§ **BRIEF**: Send back all of the data, word for word.

* * * *

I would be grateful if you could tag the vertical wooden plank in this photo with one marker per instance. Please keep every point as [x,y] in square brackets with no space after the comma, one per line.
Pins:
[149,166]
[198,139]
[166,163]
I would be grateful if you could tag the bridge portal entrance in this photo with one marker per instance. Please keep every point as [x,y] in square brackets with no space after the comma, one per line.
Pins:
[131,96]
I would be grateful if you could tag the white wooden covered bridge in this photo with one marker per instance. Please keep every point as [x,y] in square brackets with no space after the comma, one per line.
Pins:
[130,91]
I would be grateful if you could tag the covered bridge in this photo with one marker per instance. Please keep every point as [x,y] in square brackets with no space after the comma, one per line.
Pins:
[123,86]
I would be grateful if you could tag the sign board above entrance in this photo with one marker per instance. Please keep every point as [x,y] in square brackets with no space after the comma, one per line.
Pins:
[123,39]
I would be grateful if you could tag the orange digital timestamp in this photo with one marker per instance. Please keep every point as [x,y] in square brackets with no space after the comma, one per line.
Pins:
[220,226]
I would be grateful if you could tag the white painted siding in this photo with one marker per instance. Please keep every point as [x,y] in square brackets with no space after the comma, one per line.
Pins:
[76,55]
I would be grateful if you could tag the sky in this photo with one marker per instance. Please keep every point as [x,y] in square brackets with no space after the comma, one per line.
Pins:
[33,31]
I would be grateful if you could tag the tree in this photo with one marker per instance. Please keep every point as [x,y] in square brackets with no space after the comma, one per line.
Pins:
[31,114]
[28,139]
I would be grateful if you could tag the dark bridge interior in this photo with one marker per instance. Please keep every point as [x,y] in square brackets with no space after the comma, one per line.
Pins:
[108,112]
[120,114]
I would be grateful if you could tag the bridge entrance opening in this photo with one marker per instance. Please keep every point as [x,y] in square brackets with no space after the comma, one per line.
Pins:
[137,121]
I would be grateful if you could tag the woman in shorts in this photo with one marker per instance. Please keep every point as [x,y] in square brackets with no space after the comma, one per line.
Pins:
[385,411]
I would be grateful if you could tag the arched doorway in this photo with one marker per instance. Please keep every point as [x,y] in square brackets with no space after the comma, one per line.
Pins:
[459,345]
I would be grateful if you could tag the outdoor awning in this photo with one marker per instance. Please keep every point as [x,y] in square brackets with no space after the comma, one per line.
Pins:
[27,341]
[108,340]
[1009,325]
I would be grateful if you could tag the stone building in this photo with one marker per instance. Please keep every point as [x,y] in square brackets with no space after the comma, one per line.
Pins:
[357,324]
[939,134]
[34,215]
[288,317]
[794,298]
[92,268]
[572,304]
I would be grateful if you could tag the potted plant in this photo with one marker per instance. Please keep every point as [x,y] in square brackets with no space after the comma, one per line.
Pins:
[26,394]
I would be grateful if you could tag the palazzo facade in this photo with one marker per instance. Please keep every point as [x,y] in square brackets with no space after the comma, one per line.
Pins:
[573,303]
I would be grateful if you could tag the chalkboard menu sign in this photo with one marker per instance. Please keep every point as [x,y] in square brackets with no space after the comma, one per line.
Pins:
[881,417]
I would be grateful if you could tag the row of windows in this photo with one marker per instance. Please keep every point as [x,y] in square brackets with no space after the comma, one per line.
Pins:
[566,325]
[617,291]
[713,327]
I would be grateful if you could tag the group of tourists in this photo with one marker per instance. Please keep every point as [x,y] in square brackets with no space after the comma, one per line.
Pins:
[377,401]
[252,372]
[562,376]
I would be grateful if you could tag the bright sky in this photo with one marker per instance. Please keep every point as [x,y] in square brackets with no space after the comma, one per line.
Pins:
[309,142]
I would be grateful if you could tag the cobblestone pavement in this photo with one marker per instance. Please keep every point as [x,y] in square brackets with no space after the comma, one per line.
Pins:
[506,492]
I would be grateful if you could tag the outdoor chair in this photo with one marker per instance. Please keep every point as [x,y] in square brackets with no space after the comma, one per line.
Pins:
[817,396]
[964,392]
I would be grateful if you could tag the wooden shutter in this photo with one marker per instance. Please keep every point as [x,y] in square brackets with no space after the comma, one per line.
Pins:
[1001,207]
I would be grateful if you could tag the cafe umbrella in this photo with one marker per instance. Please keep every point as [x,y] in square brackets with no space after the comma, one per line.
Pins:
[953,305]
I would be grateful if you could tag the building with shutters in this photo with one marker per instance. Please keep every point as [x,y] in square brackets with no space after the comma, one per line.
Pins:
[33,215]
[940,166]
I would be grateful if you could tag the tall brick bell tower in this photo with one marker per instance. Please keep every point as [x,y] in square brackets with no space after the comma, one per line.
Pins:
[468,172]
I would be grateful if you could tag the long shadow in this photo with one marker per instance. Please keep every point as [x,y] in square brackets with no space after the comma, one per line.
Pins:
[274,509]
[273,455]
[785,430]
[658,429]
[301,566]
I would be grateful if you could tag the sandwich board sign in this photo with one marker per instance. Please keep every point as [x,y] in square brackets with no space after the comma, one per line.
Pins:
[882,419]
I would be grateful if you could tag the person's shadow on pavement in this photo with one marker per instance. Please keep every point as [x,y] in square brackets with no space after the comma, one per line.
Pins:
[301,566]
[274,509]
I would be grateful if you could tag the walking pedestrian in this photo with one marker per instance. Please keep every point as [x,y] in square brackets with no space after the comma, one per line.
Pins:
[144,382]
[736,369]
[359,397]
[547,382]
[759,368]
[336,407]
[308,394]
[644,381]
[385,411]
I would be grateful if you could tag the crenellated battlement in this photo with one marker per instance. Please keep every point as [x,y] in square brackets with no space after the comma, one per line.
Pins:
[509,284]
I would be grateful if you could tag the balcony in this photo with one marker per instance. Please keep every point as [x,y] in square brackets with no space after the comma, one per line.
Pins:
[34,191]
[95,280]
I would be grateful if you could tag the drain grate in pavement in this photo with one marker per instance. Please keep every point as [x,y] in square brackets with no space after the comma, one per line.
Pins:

* * * *

§ **REPLY TO THE TASK**:
I would be grateful if you could tag the vertical wooden plank in this photo with one marker per instance. Please keep every point as [x,y] in square brackets with no space after the comma, one per line.
Pins:
[149,166]
[198,139]
[166,163]
I would be grateful if you could tag the bridge portal entrance in this photo with one marker per instance. Please keep every point as [x,y] in square brackets with no space after the comma, one per line.
Pins:
[131,96]
I would be grateful if you could tag the white wooden covered bridge in this photo with one marker per instance. Please keep every point as [x,y] in square brackets with no space after the comma, one per line.
Pins:
[130,91]
I would be grateful if you could tag the covered bridge in this photo with one marker per instance. Please keep every point as [x,y] in square brackets with no space after the comma, one per line.
Pins:
[123,86]
I would be grateful if you could tag the sign board above entrance in this photo with one marker per instance. Please keep every point as [x,y] in square brackets with no space after the comma, one per line.
Pins:
[123,39]
I would be grateful if you could tag the orange digital timestamp in this photo with one marker per instance. Please keep every point as [x,y] in square brackets with no space after the comma, one per line.
Pins:
[220,226]
I would be grateful if you could tag the white painted siding in this photo with one marker per instance. Please keep every point as [x,y] in square brackets with no space after the comma, one per line.
Pins:
[76,55]
I would be grateful if you could tag the sky in this photo with one marker per instance. Please keep every point as [x,y] in square brackets with no space after the comma, one per line.
Pins:
[33,31]
I would be grateful if you could tag the tree in this photo with one marker per instance. Please keep every point as [x,y] in square brackets with no space after the comma, one per line.
Pins:
[31,114]
[28,139]
I would be grateful if you could tag the dark bridge interior in this photo with one marker per instance. Please keep every point as [x,y] in square brackets with no space after the comma, one per line.
Pins:
[108,112]
[120,114]
I would be grateful if you could tag the bridge entrance opening in this photo with one marker per instance. Please keep every point as [x,y] in square brackets with no space after the comma, one per line.
Pins:
[137,121]
I would be grateful if you could tag the woman in shorts in this photo with one marker per instance. Please keep every point as [x,y] in square brackets with no space after the comma, one per line.
Pins:
[385,411]
I would be grateful if you could tag the arched doorway in this photo with one marker per instance. Please keep every point as [x,y] in square brackets with no space after the comma, one per line.
Pins:
[459,345]
I would be grateful if you could tag the outdoor awning in this photo with one marker per instance. Please keep every point as [x,y] in square brackets with no space after the comma, one per line.
Pins:
[27,341]
[108,340]
[1009,325]
I would be grateful if you could tag the stone building in this photo with one marker per instance. Please keep every point as [x,y] in square brackets with no space after the comma, one per line.
Pins:
[357,324]
[939,134]
[34,215]
[288,317]
[794,298]
[92,268]
[572,304]
I would be grateful if you could tag the potted plant in this photo with one marker per instance. Please keep every point as [x,y] in square brackets with no space after the comma, one per line.
Pins:
[26,394]
I would be grateful if you could tag the palazzo facade in this photo with one marker per instance. Please keep every point as [x,y] in square brackets with no space after the comma, one per line.
Pins:
[573,303]
I would be grateful if you could tag the chalkboard menu sign in this photo with one marker per instance. Please keep every point as [x,y] in square brackets with no space after the comma, one per line.
Pins:
[881,417]
I would be grateful if you could tag the row of windows in this photo with one marker per instance. Please keep every point as [x,y] in square brackets with no space after the comma, one per line.
Pins:
[566,325]
[617,291]
[713,327]
I would be grateful if you could tag the group of tourists in this photo with one marker per instance. Please keep every point as [x,y] in square brackets with no space after the comma, one per line.
Pins:
[377,401]
[252,372]
[562,376]
I would be grateful if you could tag the bright sky in this photo with one marker per instance. Please keep every point as [x,y] in square brackets with no space after the comma, one per line.
Pins:
[309,142]
I would be grateful if you could tag the cobblestone pavement in this photo with one marker per instance. Please keep every point as [x,y] in square brackets with no space after the comma, one per line.
Pins:
[506,492]
I would be grateful if you could tag the outdoor chair in this photo with one marker per instance. Please keep every point as [x,y] in square brackets with no space after the comma, one per line.
Pins:
[817,396]
[964,392]
I would be grateful if you could tag the wooden shutter in this photo with one marker per instance. Please keep every point as [x,y] in square brackets with no space after the comma, one per line.
Pins:
[1001,207]
I would be grateful if you could tag the cafe umbrella in this photo with one marker per instance. Please keep every point as [x,y] in square brackets with no space after the comma, one per line.
Pins:
[953,305]
I would be grateful if you could tag the building with shutters in this photo with one marker per instance. Please keep every point as [x,y] in square brackets with no space after the comma, one per line.
Pins:
[33,215]
[940,166]
I would be grateful if you could tag the tall brick bell tower in this photo with one marker per instance. Please keep every point as [x,y] in square brackets with no space after the comma, one per line.
Pins:
[468,172]
I would be grateful if you could tag the long shadow in this photo with one marker per instance. Please keep every point as [x,y] in square brackets with no space after the comma, one per line.
Pins:
[274,509]
[273,455]
[785,430]
[658,429]
[301,566]
I would be grateful if you could tag the sandwich board sign in this photo with one marker per instance. Please keep every point as [x,y] in square brackets with no space after the comma, one per line.
Pins:
[882,419]
I would be grateful if you could tag the person's shadow on pavement in this photo with one marker per instance. Please keep every point as [x,y] in square brackets with no space after the comma, one per line.
Pins:
[301,566]
[274,509]
I would be grateful if you could tag the walking pedestrian in this photo with one marker per instance. Please keep every point as [x,y] in square brackets with no space after the comma, one per line.
Pins:
[144,382]
[736,369]
[359,397]
[547,382]
[759,368]
[336,407]
[308,394]
[644,381]
[385,411]
I would be grateful if you could tag the crenellated battlement in this photo with one marker per instance. Please keep every point as [x,y] in square brackets with no space after the comma, one per line.
Pins:
[509,284]
I would be grateful if you could tag the balcony in this photo with one marker per instance. Please keep every point as [x,y] in square brackets with no space after the comma, one per line.
Pins:
[34,191]
[95,280]
I would be grateful if you could tag the drain grate in pavement in this photo with one marker per instance. Please keep every point as [x,y] in square brackets with no space after the comma, one per line.
Pins:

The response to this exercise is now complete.